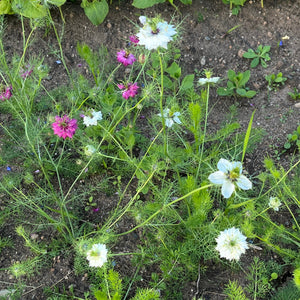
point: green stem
(165, 206)
(204, 131)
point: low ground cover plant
(142, 136)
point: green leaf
(254, 62)
(99, 295)
(224, 92)
(56, 2)
(186, 1)
(187, 82)
(29, 9)
(5, 7)
(96, 10)
(168, 83)
(231, 75)
(174, 70)
(146, 3)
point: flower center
(232, 243)
(234, 174)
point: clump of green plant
(235, 5)
(294, 95)
(293, 139)
(234, 291)
(274, 81)
(236, 85)
(261, 56)
(259, 279)
(290, 291)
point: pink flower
(125, 58)
(64, 126)
(130, 90)
(134, 39)
(6, 94)
(27, 73)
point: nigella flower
(170, 117)
(125, 58)
(134, 39)
(229, 175)
(6, 93)
(231, 244)
(64, 127)
(97, 256)
(25, 74)
(155, 33)
(274, 203)
(130, 90)
(96, 116)
(208, 79)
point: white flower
(96, 116)
(231, 244)
(229, 175)
(170, 117)
(97, 256)
(274, 203)
(203, 81)
(89, 150)
(155, 34)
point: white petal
(224, 165)
(244, 183)
(177, 120)
(237, 164)
(227, 189)
(217, 177)
(143, 19)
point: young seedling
(235, 5)
(236, 85)
(259, 56)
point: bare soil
(204, 44)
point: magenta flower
(6, 93)
(134, 39)
(64, 126)
(130, 90)
(27, 73)
(125, 58)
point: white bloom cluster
(231, 244)
(96, 116)
(152, 38)
(170, 117)
(229, 175)
(274, 203)
(97, 256)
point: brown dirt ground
(203, 45)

● ● ● ●

- **Task goal**:
Starting at the line with "point: low ground cover plant", copy every line down to the last one above, exactly as written and with nothing else.

- **Task result**:
point: low ground cover plant
(142, 136)
point: green leaf
(254, 62)
(99, 295)
(224, 92)
(56, 2)
(186, 1)
(187, 82)
(29, 9)
(5, 7)
(96, 10)
(168, 83)
(231, 75)
(174, 70)
(146, 3)
point: flower center
(232, 243)
(234, 174)
point: clump of green plant
(235, 5)
(294, 95)
(293, 139)
(234, 291)
(274, 81)
(236, 85)
(261, 56)
(259, 279)
(290, 291)
point: pink flower
(125, 58)
(64, 126)
(130, 90)
(134, 39)
(6, 94)
(27, 73)
point: nigella flower
(170, 117)
(125, 58)
(134, 39)
(229, 175)
(6, 93)
(231, 244)
(64, 127)
(97, 256)
(25, 74)
(155, 33)
(274, 203)
(130, 90)
(96, 116)
(208, 79)
point: white flower
(96, 116)
(231, 244)
(229, 175)
(170, 117)
(97, 256)
(274, 203)
(203, 81)
(89, 150)
(155, 34)
point: white petal
(224, 165)
(244, 183)
(177, 120)
(237, 164)
(227, 189)
(217, 177)
(143, 19)
point: young seedling
(235, 5)
(236, 85)
(259, 56)
point: bare soil
(204, 44)
point: magenta flower
(6, 93)
(134, 39)
(64, 126)
(130, 90)
(27, 73)
(125, 58)
point: white bloom cluster
(231, 244)
(96, 116)
(152, 38)
(170, 117)
(229, 175)
(274, 203)
(97, 256)
point: brown dirt ground
(203, 45)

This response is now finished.